_Records for the exercise_
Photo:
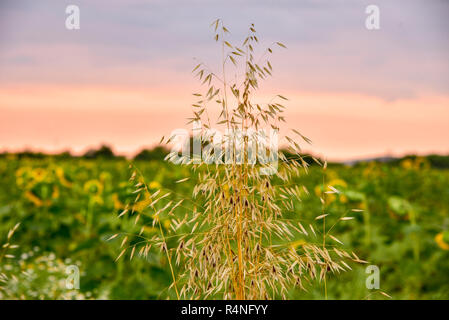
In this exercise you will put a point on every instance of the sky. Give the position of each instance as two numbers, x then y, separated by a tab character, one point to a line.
124	78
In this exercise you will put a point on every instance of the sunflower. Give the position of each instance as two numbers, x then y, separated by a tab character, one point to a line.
93	187
442	239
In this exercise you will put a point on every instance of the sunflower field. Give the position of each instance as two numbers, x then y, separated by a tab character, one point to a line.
56	213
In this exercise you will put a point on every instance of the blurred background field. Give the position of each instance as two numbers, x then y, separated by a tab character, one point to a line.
68	207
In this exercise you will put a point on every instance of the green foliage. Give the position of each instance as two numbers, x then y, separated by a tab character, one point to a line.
75	222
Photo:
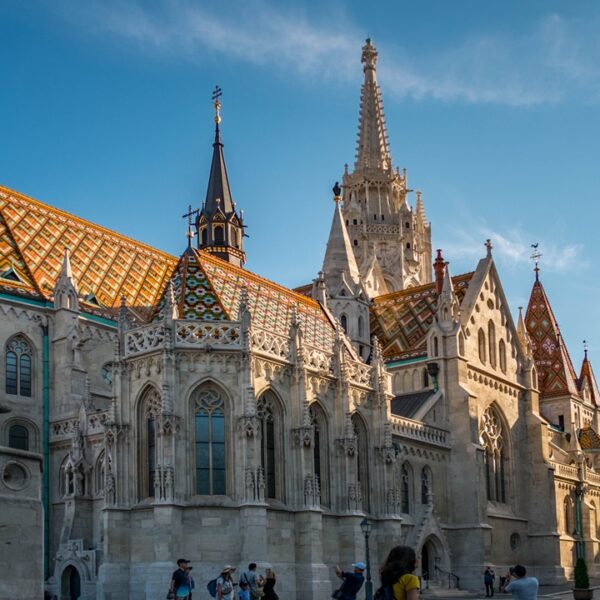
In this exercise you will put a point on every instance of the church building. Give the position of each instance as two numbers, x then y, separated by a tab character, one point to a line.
154	406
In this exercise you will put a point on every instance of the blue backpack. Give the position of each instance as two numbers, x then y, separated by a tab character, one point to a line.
385	593
211	586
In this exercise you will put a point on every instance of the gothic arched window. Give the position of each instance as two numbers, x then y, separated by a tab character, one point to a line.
150	409
494	441
569	516
320	450
362	466
209	421
426	485
405	488
492	343
18	437
344	322
502	355
18	366
481	344
270	449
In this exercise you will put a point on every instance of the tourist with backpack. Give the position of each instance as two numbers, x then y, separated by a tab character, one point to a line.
255	582
398	581
222	587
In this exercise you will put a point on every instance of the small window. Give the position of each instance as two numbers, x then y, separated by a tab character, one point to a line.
18	437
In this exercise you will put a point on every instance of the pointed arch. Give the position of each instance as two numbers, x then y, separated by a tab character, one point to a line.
492	343
210	415
495	440
362	459
481	346
149	407
18	364
406	487
270	415
426	484
321	450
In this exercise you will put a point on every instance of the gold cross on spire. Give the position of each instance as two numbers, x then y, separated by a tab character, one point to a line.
217	93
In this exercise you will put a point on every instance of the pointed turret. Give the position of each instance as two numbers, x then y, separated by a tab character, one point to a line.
219	227
381	223
587	380
65	290
555	370
373	149
339	264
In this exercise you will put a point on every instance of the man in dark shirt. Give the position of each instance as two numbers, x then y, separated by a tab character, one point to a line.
352	582
181	581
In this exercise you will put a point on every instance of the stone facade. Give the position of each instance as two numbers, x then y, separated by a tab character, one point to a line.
196	409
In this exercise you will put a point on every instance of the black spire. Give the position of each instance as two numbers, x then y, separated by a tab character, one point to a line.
220	229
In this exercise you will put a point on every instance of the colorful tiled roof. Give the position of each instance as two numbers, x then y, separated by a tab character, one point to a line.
402	319
556	374
106	265
588	440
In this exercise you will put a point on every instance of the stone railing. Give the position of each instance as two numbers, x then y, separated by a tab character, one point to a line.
317	360
60	430
144	339
567	471
205	334
419	431
360	373
214	335
273	344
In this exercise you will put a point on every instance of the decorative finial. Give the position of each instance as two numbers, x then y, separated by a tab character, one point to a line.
190	213
217	93
337	192
536	255
488	245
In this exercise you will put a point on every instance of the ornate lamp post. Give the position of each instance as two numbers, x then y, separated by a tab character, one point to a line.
366	526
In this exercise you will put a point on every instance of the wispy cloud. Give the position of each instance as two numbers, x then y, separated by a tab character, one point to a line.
512	247
556	59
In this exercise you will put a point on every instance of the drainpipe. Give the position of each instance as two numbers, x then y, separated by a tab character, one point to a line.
46	444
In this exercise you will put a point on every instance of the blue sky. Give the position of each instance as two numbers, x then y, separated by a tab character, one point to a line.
492	107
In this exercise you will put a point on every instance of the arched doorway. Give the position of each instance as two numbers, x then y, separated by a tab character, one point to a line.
70	584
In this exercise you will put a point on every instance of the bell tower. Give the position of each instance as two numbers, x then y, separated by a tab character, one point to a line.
220	229
391	240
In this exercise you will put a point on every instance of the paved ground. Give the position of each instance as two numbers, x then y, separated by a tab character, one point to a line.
550	592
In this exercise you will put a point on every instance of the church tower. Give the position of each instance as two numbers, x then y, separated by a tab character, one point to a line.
390	240
219	228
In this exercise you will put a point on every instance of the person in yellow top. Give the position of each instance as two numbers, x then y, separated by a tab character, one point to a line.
397	575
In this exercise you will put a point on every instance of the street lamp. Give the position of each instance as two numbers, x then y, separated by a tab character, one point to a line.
366	526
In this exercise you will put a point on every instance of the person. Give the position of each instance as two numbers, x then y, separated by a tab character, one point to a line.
244	591
398	573
181	580
522	587
270	579
488	579
225	583
352	582
255	581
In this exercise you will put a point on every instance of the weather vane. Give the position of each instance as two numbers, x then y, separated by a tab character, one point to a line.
536	255
190	213
217	93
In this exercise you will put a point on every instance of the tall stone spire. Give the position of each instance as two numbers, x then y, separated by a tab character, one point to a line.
373	147
219	228
383	228
339	262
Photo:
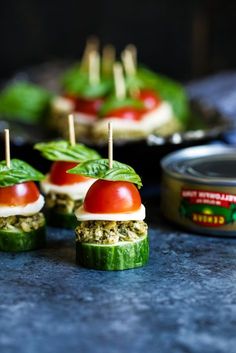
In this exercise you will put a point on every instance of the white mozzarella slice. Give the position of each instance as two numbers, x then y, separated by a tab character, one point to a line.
27	210
84	118
62	105
149	122
138	215
76	191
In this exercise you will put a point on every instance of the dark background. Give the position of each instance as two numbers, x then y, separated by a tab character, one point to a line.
184	39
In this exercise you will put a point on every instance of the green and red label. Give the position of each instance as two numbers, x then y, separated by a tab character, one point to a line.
208	208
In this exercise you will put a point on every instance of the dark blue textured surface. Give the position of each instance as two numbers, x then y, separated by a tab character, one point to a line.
184	300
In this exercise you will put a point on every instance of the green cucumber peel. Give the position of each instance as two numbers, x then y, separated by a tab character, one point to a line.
19	172
99	169
63	151
24	101
115	103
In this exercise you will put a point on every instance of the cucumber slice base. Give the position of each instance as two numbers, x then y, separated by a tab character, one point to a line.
22	241
115	257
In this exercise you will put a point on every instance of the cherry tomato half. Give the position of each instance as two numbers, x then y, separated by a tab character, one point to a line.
150	99
106	196
59	176
126	113
19	194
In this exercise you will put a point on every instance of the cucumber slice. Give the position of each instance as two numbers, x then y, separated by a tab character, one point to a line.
60	220
22	241
121	256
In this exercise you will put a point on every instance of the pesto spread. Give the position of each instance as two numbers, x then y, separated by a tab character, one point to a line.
110	232
61	203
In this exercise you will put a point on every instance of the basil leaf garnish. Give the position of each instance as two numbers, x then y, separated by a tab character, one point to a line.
24	102
63	151
99	169
19	172
168	89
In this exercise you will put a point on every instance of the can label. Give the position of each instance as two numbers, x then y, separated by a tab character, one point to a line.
208	208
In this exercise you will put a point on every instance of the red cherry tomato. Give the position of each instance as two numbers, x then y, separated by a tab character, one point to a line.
126	113
19	194
150	99
87	106
59	176
106	196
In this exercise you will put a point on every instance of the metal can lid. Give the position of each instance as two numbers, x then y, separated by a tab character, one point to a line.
207	164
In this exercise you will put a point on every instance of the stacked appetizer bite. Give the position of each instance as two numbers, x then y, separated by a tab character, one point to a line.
64	192
22	225
111	233
138	102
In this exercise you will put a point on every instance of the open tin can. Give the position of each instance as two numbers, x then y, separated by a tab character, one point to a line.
199	189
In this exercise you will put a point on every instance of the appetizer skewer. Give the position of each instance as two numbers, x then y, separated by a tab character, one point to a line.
22	225
111	233
138	103
64	192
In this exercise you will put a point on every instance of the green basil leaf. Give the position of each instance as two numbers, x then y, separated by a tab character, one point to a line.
63	151
114	103
99	169
24	102
19	172
169	90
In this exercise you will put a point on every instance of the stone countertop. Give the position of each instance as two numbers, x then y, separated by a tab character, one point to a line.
183	301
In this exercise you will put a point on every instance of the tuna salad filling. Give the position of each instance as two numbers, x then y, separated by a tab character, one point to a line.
110	232
22	223
61	203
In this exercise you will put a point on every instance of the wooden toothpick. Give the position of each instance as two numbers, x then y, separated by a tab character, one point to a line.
91	45
94	68
110	145
71	129
128	62
133	50
120	87
108	59
7	148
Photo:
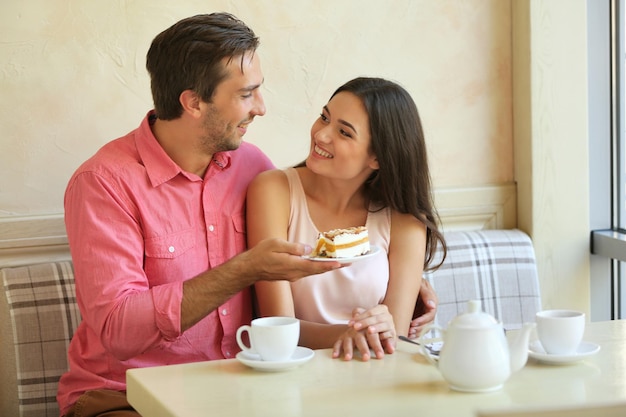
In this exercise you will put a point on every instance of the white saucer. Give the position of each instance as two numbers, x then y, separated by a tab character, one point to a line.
373	251
300	356
586	349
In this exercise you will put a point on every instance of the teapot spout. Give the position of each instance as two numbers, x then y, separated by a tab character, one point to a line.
519	349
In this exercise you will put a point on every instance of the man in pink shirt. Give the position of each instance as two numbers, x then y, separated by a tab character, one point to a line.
156	221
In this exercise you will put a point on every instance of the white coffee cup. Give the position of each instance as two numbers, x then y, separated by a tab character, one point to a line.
271	338
560	331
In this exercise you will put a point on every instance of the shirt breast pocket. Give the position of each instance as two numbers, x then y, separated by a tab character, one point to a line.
170	257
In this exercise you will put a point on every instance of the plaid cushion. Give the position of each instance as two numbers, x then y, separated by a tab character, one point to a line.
495	266
43	316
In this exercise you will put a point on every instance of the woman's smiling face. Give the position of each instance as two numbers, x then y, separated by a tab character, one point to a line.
340	140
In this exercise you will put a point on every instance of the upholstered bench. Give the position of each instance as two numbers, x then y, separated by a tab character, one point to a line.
39	314
497	267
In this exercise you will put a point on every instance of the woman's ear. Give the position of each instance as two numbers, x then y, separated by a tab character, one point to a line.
374	163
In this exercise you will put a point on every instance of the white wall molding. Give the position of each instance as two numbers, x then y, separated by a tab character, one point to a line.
477	208
33	239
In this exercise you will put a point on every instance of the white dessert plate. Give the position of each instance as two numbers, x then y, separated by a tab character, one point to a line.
300	356
586	349
373	251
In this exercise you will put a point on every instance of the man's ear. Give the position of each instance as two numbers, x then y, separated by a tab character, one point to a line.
190	102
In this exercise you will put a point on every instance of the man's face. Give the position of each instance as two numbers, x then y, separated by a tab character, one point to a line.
235	103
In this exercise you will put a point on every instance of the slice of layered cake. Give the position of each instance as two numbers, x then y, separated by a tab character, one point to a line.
343	243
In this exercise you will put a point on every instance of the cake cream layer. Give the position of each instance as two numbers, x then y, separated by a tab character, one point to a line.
343	243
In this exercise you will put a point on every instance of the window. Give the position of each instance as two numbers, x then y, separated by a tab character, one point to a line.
607	139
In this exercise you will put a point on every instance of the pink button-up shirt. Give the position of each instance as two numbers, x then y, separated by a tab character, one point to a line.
138	226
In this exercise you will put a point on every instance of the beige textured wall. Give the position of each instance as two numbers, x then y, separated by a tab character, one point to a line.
72	77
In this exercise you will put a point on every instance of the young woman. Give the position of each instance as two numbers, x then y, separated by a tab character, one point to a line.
367	166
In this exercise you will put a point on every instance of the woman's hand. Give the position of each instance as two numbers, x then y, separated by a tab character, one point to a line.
371	329
425	309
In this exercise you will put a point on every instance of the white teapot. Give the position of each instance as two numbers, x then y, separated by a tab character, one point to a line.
475	356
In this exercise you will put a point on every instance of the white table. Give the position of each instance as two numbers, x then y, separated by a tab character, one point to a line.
402	384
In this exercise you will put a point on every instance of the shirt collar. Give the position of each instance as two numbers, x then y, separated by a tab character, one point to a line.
159	166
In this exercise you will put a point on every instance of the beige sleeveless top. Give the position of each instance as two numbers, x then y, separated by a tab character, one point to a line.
331	297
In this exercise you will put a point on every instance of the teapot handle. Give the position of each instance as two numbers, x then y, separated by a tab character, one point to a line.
423	341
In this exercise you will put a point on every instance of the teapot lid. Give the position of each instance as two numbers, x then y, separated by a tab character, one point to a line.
474	316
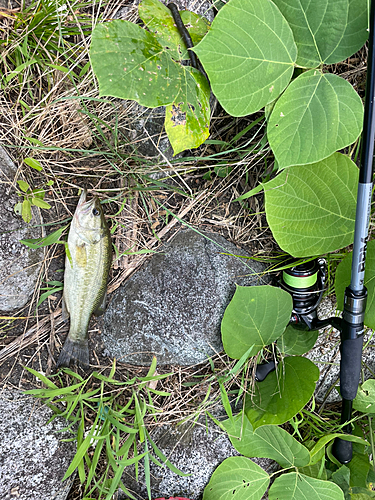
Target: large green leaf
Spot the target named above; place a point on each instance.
(256, 316)
(187, 118)
(294, 486)
(311, 209)
(130, 63)
(325, 31)
(318, 114)
(365, 399)
(342, 280)
(268, 441)
(237, 478)
(296, 342)
(158, 18)
(283, 393)
(248, 54)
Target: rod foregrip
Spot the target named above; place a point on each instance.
(350, 367)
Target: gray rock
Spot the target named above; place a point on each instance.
(33, 461)
(172, 308)
(19, 265)
(195, 450)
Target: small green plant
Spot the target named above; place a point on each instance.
(40, 37)
(250, 54)
(117, 411)
(31, 197)
(305, 472)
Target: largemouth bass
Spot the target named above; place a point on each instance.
(85, 278)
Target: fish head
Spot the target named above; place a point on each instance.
(88, 220)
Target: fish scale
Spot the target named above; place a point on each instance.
(85, 277)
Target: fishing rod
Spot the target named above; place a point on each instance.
(305, 282)
(352, 324)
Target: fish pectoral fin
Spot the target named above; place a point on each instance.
(64, 311)
(101, 307)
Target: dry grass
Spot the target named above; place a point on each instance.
(83, 141)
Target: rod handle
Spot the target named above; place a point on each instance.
(342, 450)
(350, 367)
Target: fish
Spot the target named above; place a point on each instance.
(87, 264)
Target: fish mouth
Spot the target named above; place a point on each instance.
(85, 206)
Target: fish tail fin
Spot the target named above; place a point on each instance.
(74, 352)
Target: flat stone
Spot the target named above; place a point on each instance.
(33, 460)
(19, 265)
(172, 307)
(195, 450)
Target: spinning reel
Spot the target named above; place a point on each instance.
(306, 284)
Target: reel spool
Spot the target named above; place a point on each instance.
(305, 283)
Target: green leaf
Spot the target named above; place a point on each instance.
(359, 467)
(237, 478)
(294, 486)
(24, 186)
(268, 441)
(40, 203)
(158, 18)
(318, 114)
(248, 54)
(317, 470)
(311, 209)
(342, 280)
(26, 211)
(130, 63)
(256, 315)
(187, 118)
(31, 162)
(365, 399)
(283, 393)
(326, 31)
(296, 342)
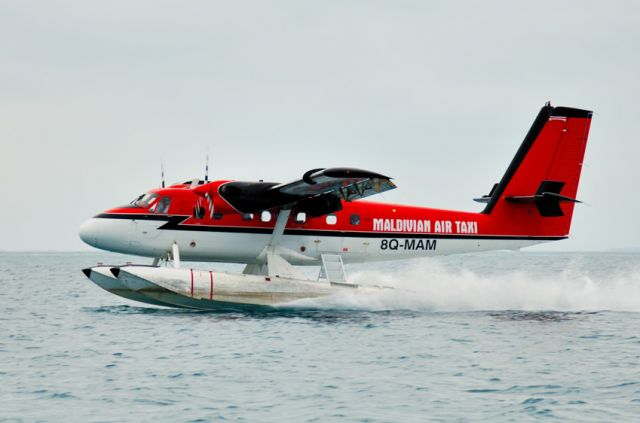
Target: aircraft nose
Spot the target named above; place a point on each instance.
(88, 232)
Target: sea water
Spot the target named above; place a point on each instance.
(488, 337)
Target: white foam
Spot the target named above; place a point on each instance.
(431, 286)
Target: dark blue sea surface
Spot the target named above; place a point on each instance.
(488, 337)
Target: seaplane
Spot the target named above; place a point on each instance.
(323, 220)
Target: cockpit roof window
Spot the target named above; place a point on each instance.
(163, 205)
(145, 200)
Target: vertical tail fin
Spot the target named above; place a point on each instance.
(538, 191)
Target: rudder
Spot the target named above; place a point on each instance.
(538, 191)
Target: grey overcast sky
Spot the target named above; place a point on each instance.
(437, 94)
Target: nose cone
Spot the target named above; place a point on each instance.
(88, 232)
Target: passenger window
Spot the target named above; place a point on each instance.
(163, 205)
(198, 212)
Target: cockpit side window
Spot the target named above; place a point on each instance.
(145, 200)
(163, 205)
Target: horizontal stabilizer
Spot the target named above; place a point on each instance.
(486, 198)
(547, 198)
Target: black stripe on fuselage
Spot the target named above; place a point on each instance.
(175, 223)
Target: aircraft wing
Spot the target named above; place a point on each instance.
(318, 192)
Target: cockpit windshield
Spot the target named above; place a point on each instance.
(144, 200)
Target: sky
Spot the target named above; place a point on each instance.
(436, 94)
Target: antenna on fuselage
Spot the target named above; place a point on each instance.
(206, 168)
(162, 172)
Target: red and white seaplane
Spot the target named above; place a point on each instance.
(321, 219)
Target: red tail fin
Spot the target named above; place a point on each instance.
(537, 194)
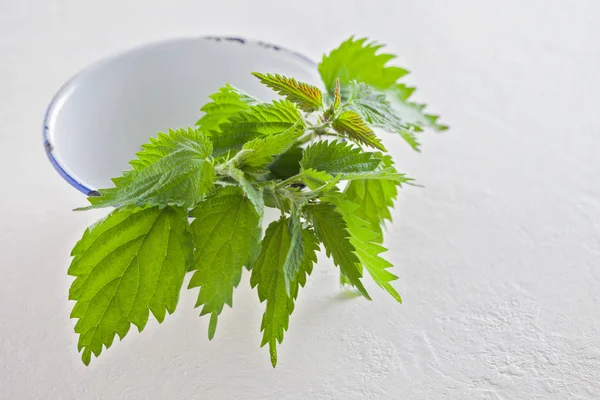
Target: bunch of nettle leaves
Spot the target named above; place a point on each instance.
(303, 155)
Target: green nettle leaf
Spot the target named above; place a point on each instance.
(257, 121)
(223, 229)
(358, 60)
(268, 275)
(245, 155)
(351, 124)
(338, 158)
(375, 198)
(126, 265)
(287, 164)
(412, 114)
(173, 169)
(377, 110)
(365, 241)
(225, 103)
(315, 179)
(308, 97)
(251, 190)
(332, 231)
(259, 153)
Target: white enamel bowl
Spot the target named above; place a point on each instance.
(99, 119)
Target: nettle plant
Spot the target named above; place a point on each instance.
(195, 199)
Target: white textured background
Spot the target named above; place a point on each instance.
(498, 258)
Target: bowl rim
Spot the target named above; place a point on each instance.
(49, 148)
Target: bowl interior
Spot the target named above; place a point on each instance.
(100, 118)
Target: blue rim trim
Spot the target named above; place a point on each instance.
(48, 144)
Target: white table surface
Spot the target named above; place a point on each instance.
(498, 257)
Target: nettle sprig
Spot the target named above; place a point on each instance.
(194, 201)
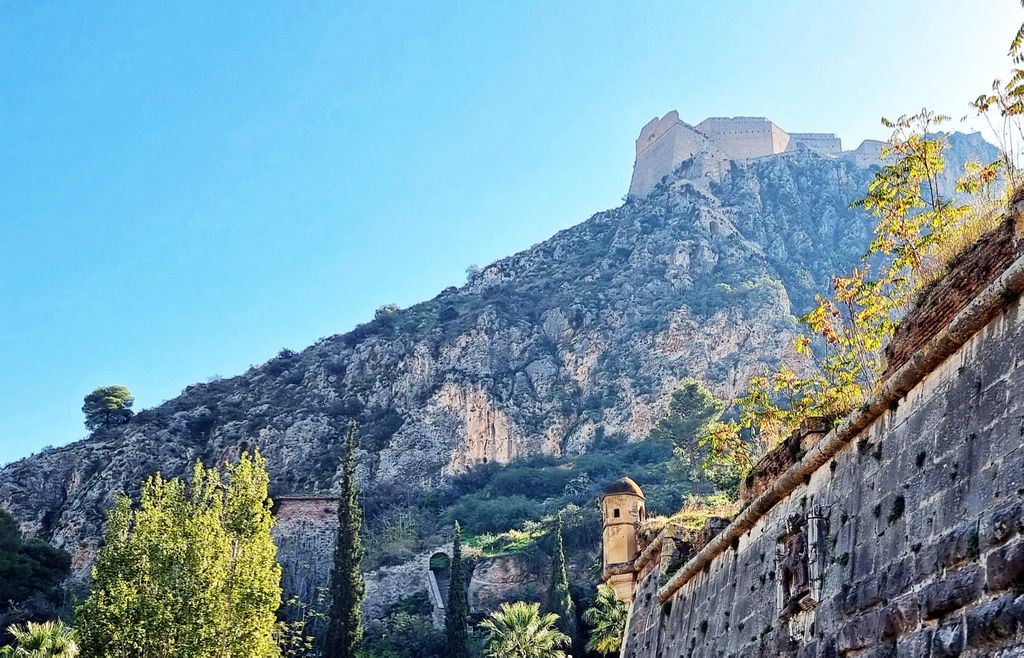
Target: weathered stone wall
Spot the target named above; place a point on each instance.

_Written exercise_
Please copy the lines above, starting at the one that holds "Target: nettle plant" and stopping after the last line, exactly as they appear and minus the pictures.

_In response_
Target: nettle plant
Spot the target named above; place a point on each instance.
(195, 199)
Target: white textured background
Spot the target named above; place a point on each instance.
(498, 258)
Target: bowl rim
Spot the target named above; place a point on each instance.
(49, 148)
Target: bowl interior
Spot the target named above; place a point on each instance.
(100, 118)
Target: blue rim trim
Spot the target named above; place a point on each instance.
(48, 144)
Target: white table surface
Spot the target named above; place a point on each instance.
(498, 257)
Target: nettle sprig
Spot the target named above; place a point on each instance.
(194, 201)
Target: weathered stone wall
Spot the target named above; place a point on each instance.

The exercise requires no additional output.